_WHAT TO DO:_ In the listing below, swap "marker" for "dot" wherever it occurs, from the line with "of the pink" up to and including the last line of the listing. Return only those lines, with everything else unchanged.

_INPUT MATERIAL:_
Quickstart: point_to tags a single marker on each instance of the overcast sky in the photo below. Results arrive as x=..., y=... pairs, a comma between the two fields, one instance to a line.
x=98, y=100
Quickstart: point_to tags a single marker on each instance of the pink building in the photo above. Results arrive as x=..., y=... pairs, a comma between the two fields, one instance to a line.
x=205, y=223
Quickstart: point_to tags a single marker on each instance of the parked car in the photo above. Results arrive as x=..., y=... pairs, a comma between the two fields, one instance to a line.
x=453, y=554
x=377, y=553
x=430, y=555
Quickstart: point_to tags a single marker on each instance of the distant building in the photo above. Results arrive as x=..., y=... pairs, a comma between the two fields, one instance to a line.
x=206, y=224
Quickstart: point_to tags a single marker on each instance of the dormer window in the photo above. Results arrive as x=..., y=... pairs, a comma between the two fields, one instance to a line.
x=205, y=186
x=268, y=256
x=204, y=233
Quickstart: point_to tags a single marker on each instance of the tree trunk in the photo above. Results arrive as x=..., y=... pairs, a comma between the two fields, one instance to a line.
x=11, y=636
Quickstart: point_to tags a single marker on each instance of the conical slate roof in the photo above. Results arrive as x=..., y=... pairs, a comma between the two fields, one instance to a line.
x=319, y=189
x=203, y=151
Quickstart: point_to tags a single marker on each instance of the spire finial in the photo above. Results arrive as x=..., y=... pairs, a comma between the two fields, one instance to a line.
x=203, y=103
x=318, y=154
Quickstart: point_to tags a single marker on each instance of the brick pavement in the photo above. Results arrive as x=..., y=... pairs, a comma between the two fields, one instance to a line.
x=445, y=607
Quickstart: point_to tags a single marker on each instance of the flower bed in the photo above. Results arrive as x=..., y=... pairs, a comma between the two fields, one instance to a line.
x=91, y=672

_TASK SOLUTION:_
Quickstart: point_to tags a single dot on each instance of the pink building in the photo above. Results arrive as x=..., y=... pairs, a comma between the two fields, one instance to a line.
x=205, y=223
Quickstart: point_to tags a single dot on each instance of the parked car in the photo above. Results arrive as x=..., y=... pairs, a comma between the two fields, one instance to a line.
x=453, y=554
x=377, y=553
x=430, y=555
Quickstart: point_to tags a single dot on each instance of the distant building in the photo above. Results arrive as x=..., y=... pairs, a comma between the two fields, one instance to a line.
x=206, y=224
Quickstart: point_to tags a single dot on each instance of the dormer window in the photo above. Results arrive as x=..., y=... pairs, a comma between the two fields, one instance to a line.
x=205, y=186
x=268, y=256
x=204, y=233
Quickstart: point_to tags a single dot on each instance of the tree trunk in the photo above. Results arrive as x=..., y=... pairs, a comma between the two fields, one instance to a line.
x=11, y=636
Quickstart: point_to tags a single dot on each instance of the conical slate roof in the photo above. Results arrive as x=..., y=... pairs, a comma between the two fields, one instance to a line.
x=319, y=189
x=203, y=151
Quickstart: point_to tags a single dot on each instance of the spire finial in the photo above. Results arrive as x=..., y=... pairs, a comma between the two fields, one instance to a line.
x=203, y=103
x=318, y=154
Quickstart: point_to tags a single dot on each instance of the brick pavement in the photo above. Results arrive as x=..., y=... pairs, a comma between the two fields, one instance to a line.
x=445, y=607
Quickstart: point_to tags a single dot on each instance of the flower bed in the photo above. Results arrive as x=..., y=... pairs, a comma between the two fields, one instance to a line.
x=91, y=672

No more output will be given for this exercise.